- Objective:
Print the stretch of the TestNG runner question below from "Here my question" through "in TestNG runner.", word for word.

- Passage:

How to skip a specific scenario having unique tag from TestNG runner

I have feature file with lots of scenarios, which run on multiple countries. To run on different countries I have created different TestNG runner classes.
Here my question is how can I skip a scenario to run from a specific runner file. I am running scenario's using a feature level tag.
For Example :
Feature file is having #regression tag and I am using this tag in
all runner classes to across the countries. Since data issue for some
countries I want skip some scenario for some countries.(I am using TestNG
runner). I have seen that in JUnit runner you can use not to skip but the
same is not working in TestNG runner.

- Dataset:
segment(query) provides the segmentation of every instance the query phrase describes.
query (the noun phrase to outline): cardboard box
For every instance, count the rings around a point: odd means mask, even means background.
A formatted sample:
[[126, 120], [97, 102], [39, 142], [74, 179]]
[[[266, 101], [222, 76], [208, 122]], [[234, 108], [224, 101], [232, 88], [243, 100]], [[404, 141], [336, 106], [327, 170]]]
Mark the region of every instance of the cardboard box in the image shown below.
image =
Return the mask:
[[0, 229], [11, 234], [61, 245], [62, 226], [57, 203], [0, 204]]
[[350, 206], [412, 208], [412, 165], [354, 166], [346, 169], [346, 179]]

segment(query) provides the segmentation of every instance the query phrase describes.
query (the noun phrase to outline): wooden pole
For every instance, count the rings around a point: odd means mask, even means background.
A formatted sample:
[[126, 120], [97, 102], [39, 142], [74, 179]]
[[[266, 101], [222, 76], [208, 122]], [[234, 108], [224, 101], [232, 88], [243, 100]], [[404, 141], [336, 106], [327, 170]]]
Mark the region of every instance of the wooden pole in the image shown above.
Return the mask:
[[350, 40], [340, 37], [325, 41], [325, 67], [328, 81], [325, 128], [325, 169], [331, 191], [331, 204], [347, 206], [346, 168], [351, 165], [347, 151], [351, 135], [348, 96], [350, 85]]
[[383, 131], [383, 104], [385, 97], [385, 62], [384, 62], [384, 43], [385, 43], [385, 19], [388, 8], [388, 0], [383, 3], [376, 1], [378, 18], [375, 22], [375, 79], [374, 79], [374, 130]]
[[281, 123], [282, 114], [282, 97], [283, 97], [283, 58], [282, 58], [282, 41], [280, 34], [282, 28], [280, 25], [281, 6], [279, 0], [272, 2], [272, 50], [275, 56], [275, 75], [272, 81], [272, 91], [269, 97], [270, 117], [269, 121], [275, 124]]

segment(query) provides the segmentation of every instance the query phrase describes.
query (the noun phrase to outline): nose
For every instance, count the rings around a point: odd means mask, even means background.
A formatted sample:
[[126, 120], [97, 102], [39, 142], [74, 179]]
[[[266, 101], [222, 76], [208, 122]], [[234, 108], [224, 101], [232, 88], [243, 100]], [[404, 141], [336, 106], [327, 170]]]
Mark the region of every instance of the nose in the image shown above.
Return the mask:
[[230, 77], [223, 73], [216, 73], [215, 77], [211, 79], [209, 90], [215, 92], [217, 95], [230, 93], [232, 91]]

- Result of the task:
Here my question is how can I skip a scenario to run from a specific runner file. I am running scenario's using a feature level tag.
For Example :
Feature file is having #regression tag and I am using this tag in
all runner classes to across the countries. Since data issue for some
countries I want skip some scenario for some countries.(I am using TestNG
runner). I have seen that in JUnit runner you can use not to skip but the
same is not working in TestNG runner.